Text provided:
* begin *

Thursday, February 9, 2023

Building a BRAAI or call it a BBQ if you want Grizzmakes style.

 So in 2010 I was very recently married, to an English girl.

We sold two homes and bought a rural property.

It ticked most of the boxes we both needed when combining two lives, safe place for the three cats she brought, enough bedrooms for her two kids and an office for me, to work from for my day job. Also a rather large garage for the junk I already had and would collect over time.

We both, along with friends, liked cooking on fire, and I had a large “Webber” style BBQ that served us and visiting friends well.

But, being a South African, I knew the way a Braai should be built, and a “small” portable steel thing was not big enough.

So I started off by corrupting my then wife’s thinking and soon had her telling me that we needed a decent Braai if our group of friends were to come visiting.

I selected the place for it to go, between the existing deck and one of the new raised flower beds I had created before. 






Once agreed, I did a photograph with a drawn overlay and offered it to Mrs Boss and she approved it.
So excavating started.




With the groundbreaking done, the next step was clearing, and laying out the footprint, as well as trimming back the hedge between me and neighbour Mickey quite a bit.

* end *

Provided records:
* begin *

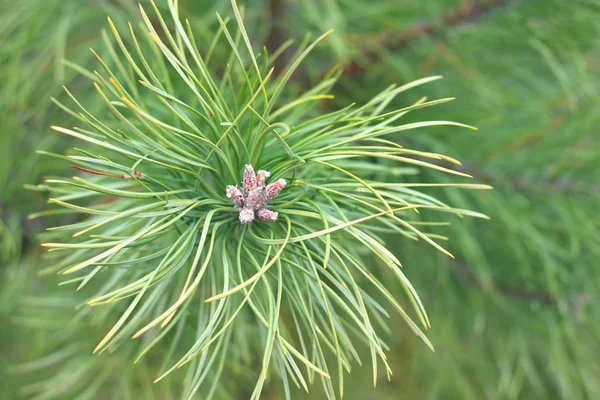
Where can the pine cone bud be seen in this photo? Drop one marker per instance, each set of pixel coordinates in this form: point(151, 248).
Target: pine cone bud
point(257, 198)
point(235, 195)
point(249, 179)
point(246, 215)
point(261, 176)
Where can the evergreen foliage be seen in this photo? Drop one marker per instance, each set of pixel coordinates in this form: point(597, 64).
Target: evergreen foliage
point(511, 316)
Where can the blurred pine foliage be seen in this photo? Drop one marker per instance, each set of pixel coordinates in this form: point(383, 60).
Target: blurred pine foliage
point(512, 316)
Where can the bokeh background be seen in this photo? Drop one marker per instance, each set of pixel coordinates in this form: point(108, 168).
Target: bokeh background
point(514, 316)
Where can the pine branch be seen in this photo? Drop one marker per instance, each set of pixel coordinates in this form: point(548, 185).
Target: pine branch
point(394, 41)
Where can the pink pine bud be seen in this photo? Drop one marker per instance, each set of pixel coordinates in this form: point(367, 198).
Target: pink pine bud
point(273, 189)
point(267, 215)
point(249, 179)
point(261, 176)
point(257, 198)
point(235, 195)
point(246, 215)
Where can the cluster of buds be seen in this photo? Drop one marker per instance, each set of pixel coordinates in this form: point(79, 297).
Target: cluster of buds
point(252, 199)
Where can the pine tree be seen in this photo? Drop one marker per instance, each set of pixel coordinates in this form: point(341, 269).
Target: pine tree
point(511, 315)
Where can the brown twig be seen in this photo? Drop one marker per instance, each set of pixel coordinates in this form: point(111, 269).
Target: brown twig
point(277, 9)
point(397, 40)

* end *

Given exercise A: Decide whether each statement agrees with the braai post, answering yes or no and quoting the deciding words: (i) The couple sold two homes and bought a rural property. (ii) The wife brought two cats with her. (iii) The spot chosen for the Braai was between the existing deck and one of the new raised flower beds.
Given exercise B: According to the braai post, what needs did the rural property meet? Name every one.
Given exercise C: Reproduce everything in the braai post from "I selected the" down to "quite a bit.".
Rely on the braai post and nothing else.

Worked solution A:
(i) Yes: "We sold two homes and bought a rural property."
(ii) No: "safe place for the three cats she brought"
(iii) Yes: "between the existing deck and one of the new raised flower beds I had created before"

Worked solution B:
- A safe place for the three cats she brought
- Enough bedrooms for her two kids
- An office to work from for the day job
- A rather large garage for the junk already owned and to be collected over time

Worked solution C:
I selected the place for it to go, between the existing deck and one of the new raised flower beds I had created before. 






Once agreed, I did a photograph with a drawn overlay and offered it to Mrs Boss and she approved it.
So excavating started.




With the groundbreaking done, the next step was clearing, and laying out the footprint, as well as trimming back the hedge between me and neighbour Mickey quite a bit.